Please output the following records exactly. Leave every image out.
Start of GIVEN INFORMATION
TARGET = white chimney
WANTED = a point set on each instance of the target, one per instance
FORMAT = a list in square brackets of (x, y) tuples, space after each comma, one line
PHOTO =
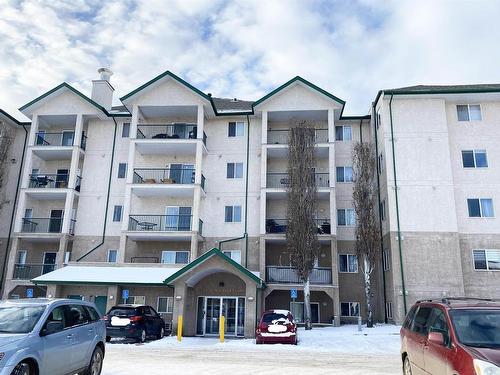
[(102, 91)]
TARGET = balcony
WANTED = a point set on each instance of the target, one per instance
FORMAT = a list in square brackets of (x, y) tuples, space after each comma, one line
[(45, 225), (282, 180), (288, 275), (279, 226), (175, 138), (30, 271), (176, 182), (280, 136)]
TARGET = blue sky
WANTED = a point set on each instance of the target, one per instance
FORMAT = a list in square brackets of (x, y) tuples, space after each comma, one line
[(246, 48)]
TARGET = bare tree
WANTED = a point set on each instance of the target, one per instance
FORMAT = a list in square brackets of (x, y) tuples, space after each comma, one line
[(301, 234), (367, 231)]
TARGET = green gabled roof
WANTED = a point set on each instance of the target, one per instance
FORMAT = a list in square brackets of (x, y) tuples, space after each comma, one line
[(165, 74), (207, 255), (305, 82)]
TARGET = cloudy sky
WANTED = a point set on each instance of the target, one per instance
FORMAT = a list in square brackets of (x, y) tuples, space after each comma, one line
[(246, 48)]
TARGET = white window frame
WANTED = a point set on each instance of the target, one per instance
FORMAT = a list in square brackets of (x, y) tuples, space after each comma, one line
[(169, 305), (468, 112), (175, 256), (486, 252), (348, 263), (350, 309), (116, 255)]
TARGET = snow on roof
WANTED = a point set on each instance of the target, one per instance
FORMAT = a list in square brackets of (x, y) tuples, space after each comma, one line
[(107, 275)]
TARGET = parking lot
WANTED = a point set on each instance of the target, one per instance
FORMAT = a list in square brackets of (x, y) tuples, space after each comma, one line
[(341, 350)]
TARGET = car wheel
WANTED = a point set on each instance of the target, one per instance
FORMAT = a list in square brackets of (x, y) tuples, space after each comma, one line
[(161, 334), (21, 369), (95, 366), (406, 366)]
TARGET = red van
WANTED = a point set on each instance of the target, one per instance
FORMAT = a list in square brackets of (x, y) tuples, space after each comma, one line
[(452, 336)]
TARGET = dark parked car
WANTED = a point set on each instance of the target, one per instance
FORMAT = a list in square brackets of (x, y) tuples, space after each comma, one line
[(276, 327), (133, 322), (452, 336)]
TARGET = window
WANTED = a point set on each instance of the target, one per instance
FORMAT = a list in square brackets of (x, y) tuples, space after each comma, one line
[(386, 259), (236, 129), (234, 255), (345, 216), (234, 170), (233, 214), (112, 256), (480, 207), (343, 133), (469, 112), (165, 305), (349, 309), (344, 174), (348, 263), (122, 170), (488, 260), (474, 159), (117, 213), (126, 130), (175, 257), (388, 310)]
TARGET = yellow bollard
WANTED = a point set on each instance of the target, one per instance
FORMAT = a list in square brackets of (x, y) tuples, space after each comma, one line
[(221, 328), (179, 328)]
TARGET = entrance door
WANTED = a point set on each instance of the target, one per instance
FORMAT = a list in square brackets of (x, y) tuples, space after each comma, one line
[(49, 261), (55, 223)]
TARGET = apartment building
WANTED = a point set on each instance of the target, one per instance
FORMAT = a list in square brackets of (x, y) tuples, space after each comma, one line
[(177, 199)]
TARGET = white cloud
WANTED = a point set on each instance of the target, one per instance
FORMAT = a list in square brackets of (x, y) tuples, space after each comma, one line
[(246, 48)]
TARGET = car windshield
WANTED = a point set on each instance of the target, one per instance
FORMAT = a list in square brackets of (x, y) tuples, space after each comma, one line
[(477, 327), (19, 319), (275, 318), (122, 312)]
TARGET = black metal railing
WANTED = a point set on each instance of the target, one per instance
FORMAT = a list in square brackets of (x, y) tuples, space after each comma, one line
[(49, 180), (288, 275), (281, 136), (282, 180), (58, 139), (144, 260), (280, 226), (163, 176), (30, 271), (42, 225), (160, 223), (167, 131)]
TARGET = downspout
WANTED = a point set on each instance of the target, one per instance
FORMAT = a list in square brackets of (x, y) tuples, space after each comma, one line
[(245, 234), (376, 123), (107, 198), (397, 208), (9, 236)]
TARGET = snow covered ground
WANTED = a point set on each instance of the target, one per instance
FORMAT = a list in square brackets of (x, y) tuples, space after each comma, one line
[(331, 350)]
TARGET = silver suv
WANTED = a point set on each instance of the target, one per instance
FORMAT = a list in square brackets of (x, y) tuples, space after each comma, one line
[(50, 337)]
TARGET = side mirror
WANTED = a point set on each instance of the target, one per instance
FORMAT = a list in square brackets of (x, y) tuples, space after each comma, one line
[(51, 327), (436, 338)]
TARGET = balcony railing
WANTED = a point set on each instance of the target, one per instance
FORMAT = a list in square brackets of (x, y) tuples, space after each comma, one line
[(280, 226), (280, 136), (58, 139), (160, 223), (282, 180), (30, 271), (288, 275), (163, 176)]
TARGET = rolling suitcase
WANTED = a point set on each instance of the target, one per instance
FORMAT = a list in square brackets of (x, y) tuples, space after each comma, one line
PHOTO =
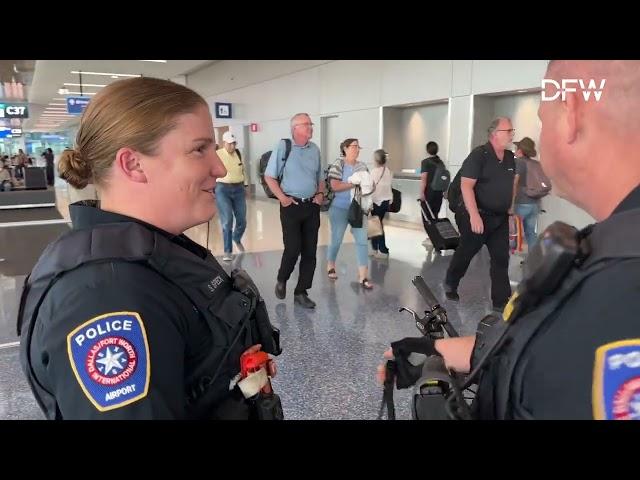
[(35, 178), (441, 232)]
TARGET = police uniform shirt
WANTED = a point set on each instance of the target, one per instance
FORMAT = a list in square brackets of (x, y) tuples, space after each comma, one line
End of GIVEN INFORMATION
• **REPLY TO THE TASK**
TARGET = white chimney
WANTED = a point set on each instance of the target, one per instance
FORMAT = a list in square brackets of (x, y) tuples, space after each comma, one line
PHOTO =
[(102, 91)]
TARGET = balcony
WANTED = a point set on each instance of the target, one per instance
FORMAT = a list in square brackets of (x, y) tuples, space after each comma, one line
[(45, 225), (282, 180), (288, 275), (279, 226), (175, 138), (30, 271), (176, 182), (280, 136)]
TARGET = blue sky
WANTED = a point set on each instance of the target, one per instance
FORMAT = a list in square brackets of (x, y) tuples, space after each comma, one line
[(246, 48)]
TARGET = bare tree
WANTED = a point set on each instance of the target, one per instance
FORMAT = a list in square brackets of (x, y) tuples, space after each comma, one line
[(301, 234), (367, 231)]
TARGET = green gabled roof
WANTED = a point set on each instance of the target, one per instance
FORMAT = a list in square brackets of (x, y) tuples, space after each comma, one line
[(165, 74), (207, 255), (305, 82)]
TARGET = cloudy sky
WANTED = a point set on each instance of the target, one per instance
FORMAT = a list in square brackets of (x, y) tuples, space after each comma, one line
[(246, 48)]
TARGET = white window frame
WANTED = a point set on each instance of the target, one per instance
FORMAT = a list in square brackets of (x, y) tuples, space after each comma, one line
[(169, 305), (468, 112), (175, 256), (486, 252), (348, 263), (350, 309), (116, 255)]
TARGET = snow on roof
WANTED = a point set on each instance of the target, one per instance
FORMAT = a list in square brackets of (x, y) tuples, space after each comma, one line
[(107, 275)]
TARGET = parking lot
WANTED = a point set on each instance of the target, one per instance
FORMAT = a list in square brackets of (x, y) tuples, space after each comma, one line
[(341, 350)]
TARGET = car wheel
WANTED = a point set on each instance of the target, one per instance
FORMAT = a list in square brackets of (x, y) tuples, space after each comma, one line
[(161, 334), (21, 369), (95, 366), (406, 366)]
TARGET = red van
WANTED = a point set on each instance of the target, one per instance
FORMAT = a list in square brackets of (x, y) tuples, space after each comma, one line
[(452, 336)]
TARGET = dark parked car
WANTED = a point set on each instance of the target, one per instance
FORMAT = a list in square brackets of (x, y) tuples, space after each comma, one line
[(276, 327), (133, 322), (452, 336)]
TARGET = window
WANTED = a point set on each instance of the target, one per instance
FORMAT = a list in square brackets of (x, y) tuples, space after each comma, one line
[(386, 259), (236, 129), (234, 255), (345, 216), (234, 170), (233, 214), (112, 256), (480, 207), (343, 133), (469, 112), (165, 305), (349, 309), (344, 174), (348, 263), (122, 170), (488, 260), (474, 159), (117, 213), (126, 130), (175, 257), (388, 310)]
TARGET = yellow bollard
WANTED = a point set on each instance of the target, one per instance
FORMAT = a list in square brackets of (x, y) tuples, space after each comma, one line
[(221, 328), (179, 328)]
TARGET = entrance door
WANTED = a point set on each instance of the target, one per instance
FORMAT = a list in square brackets of (x, y) tuples, space after each comma, one line
[(49, 261), (55, 223)]
TARGET = apartment building
WANTED = a point set on each instance of the target, one per instance
FORMAT = a list in square brackets of (x, y) tuples, space after each comma, one line
[(177, 199)]
TARGET = white cloud
WANTED = a point set on each instance of the target, one per instance
FORMAT = a list in square brackets of (x, y) tuples, space after each comma, one line
[(246, 48)]
TARGET = car windshield
WANTED = a point set on each instance of the target, one per instance
FORMAT = a list in square brackets of (x, y) tuples, space after each comma, one line
[(477, 327), (19, 319), (275, 318), (122, 312)]
TARGET = black metal railing
WANTED = a point set on each instance of the target, one per instance
FORMAT = a list in square brackets of (x, y) tuples, space after each comma, one line
[(49, 180), (288, 275), (281, 136), (282, 180), (58, 139), (144, 260), (280, 226), (163, 176), (30, 271), (42, 225), (160, 223), (167, 131)]
TARGET = downspout
WANTED = a point set on each instance of the target, one per instance
FORMAT = a list in square brackets of (x, y) tuples, space after each comma, one line
[(245, 234), (376, 123), (107, 198), (397, 208), (9, 236)]
TARGET = snow covered ground
WANTED = a point set on each instance of the target, one per instance
FORMAT = a list in square brackets of (x, y) tuples, space after each comma, one line
[(331, 350)]
TARGET = silver suv
WANTED = a point set on each instance of the target, one per instance
FORMAT = a list in square brackets of (x, y) tuples, space after each comma, one line
[(50, 337)]
TARGET = side mirror
WANTED = a point set on each instance of the target, one per instance
FORMAT = a list in square brackets of (x, y) tuples, space after each comma, one line
[(51, 327), (436, 338)]
TARGET = balcony railing
WANTED = a point set on each instance of the target, one per instance
FORMAT = a list in square brackets of (x, y) tuples, space after each comma, one line
[(280, 226), (280, 136), (58, 139), (160, 223), (282, 180), (30, 271), (288, 275), (163, 176)]
TARGET = rolling suitcase
WANTED = a point set on each instance of the target, one per instance
FORMAT = a list in square brackets of (x, y) tuples, space after each comma, one line
PHOTO =
[(35, 178), (441, 232)]
TARGET = police uniform shirt
WANTED = a point set on each instance of the target, one per instance
FORMAT = a list in square brackets of (x, y) tuples, space after each comma, one line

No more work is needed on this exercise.